Two wires of the same material have resistances in the ratio ` 16 : 81` and lengths in the ratio ` 1 : 4`. Compare their radii of cross-section.

To solve the problem, we will follow these steps: ### Step 1: Understand the relationship between resistance, length, and cross-sectional area The resistance \( R \) of a wire is given by the formula: \[ R = \frac{\rho L}{A} \] where: - \( R \) is the resistance, - \( \rho \) is the resistivity of the material, - \( L \) is the length of the wire, - \( A \) is the cross-sectional area. ### Step 2: Set up the ratios for the two wires Let the two wires be Wire 1 and Wire 2. We know: - The ratio of their resistances \( R_1 : R_2 = 16 : 81 \) - The ratio of their lengths \( L_1 : L_2 = 1 : 4 \) ### Step 3: Write the equation for the resistance ratio Using the resistance formula, we can write: \[ \frac{R_1}{R_2} = \frac{\rho L_1}{A_1} \cdot \frac{A_2}{\rho L_2} \] This simplifies to: \[ \frac{R_1}{R_2} = \frac{L_1}{L_2} \cdot \frac{A_2}{A_1} \] ### Step 4: Substitute the known ratios Substituting the known ratios into the equation, we have: \[ \frac{16}{81} = \frac{1}{4} \cdot \frac{A_2}{A_1} \] ### Step 5: Solve for the area ratio Rearranging the equation gives: \[ \frac{A_2}{A_1} = \frac{16}{81} \cdot 4 = \frac{64}{81} \] ### Step 6: Relate the area to the radius The area \( A \) of a wire with radius \( r \) is given by: \[ A = \pi r^2 \] Thus, we can write: \[ \frac{A_2}{A_1} = \frac{\pi r_2^2}{\pi r_1^2} = \frac{r_2^2}{r_1^2} \] This leads to: \[ \frac{r_2^2}{r_1^2} = \frac{64}{81} \] ### Step 7: Take the square root to find the radius ratio Taking the square root of both sides gives: \[ \frac{r_2}{r_1} = \frac{8}{9} \] ### Step 8: Find the final ratio of the radii To find the ratio of \( r_1 \) to \( r_2 \): \[ \frac{r_1}{r_2} = \frac{9}{8} \] ### Final Result The ratio of the radii of the two wires is: \[ r_1 : r_2 = 9 : 8 \] ---

DATASET EXCERPT:

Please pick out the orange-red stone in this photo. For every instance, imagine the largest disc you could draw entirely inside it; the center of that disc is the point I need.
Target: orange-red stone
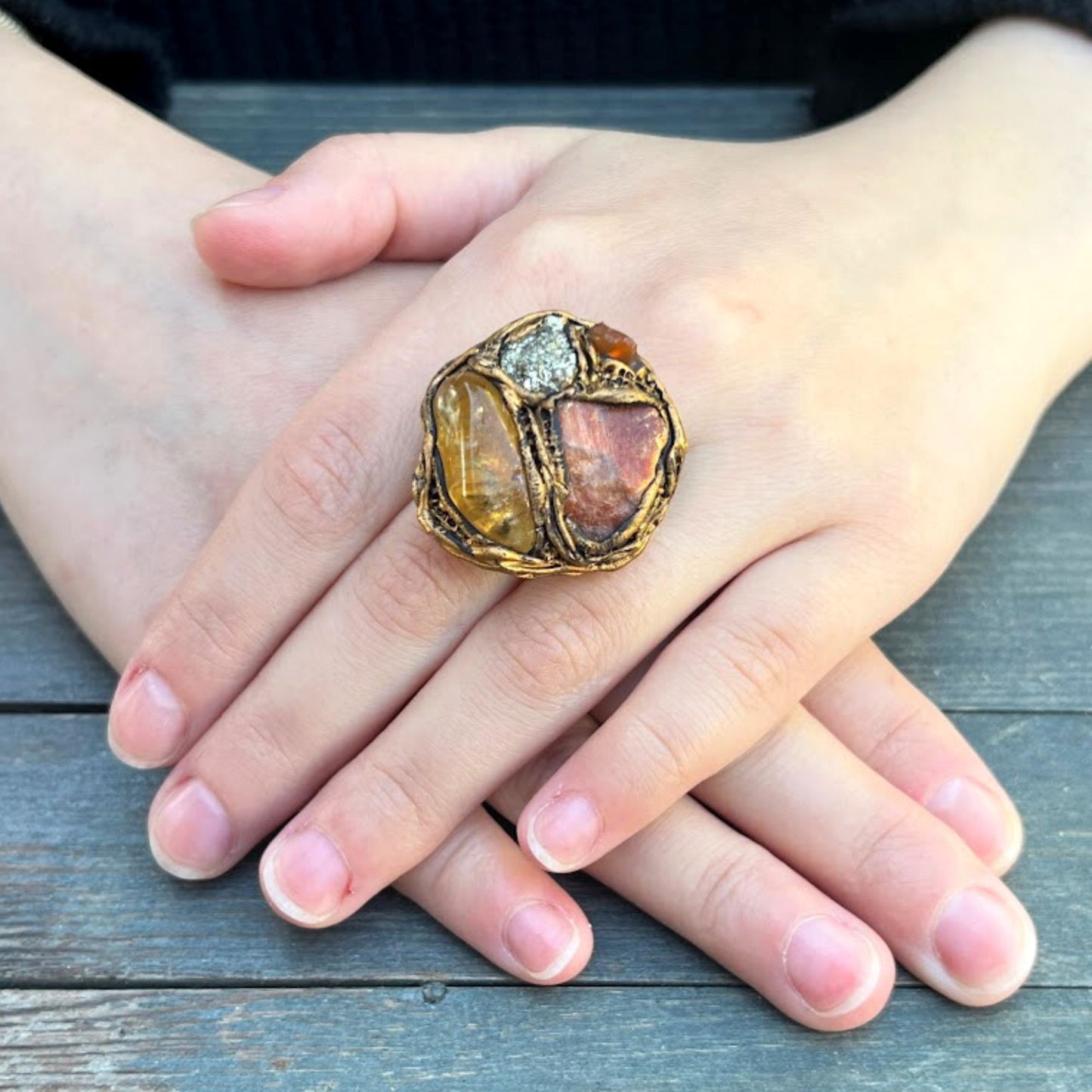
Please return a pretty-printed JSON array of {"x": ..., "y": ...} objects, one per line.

AIM A: In the wire resistance solution, what ratio of the radii r1 : r2 is reached as the final result?
AIM B: Name every quantity that Step 1 of the wire resistance solution defines for the formula R = ρL/A, with what each stands for.

ANSWER A: r1 : r2 = 9 : 8

ANSWER B: R, the resistance; ρ, the resistivity of the material; L, the length of the wire; A, the cross-sectional area.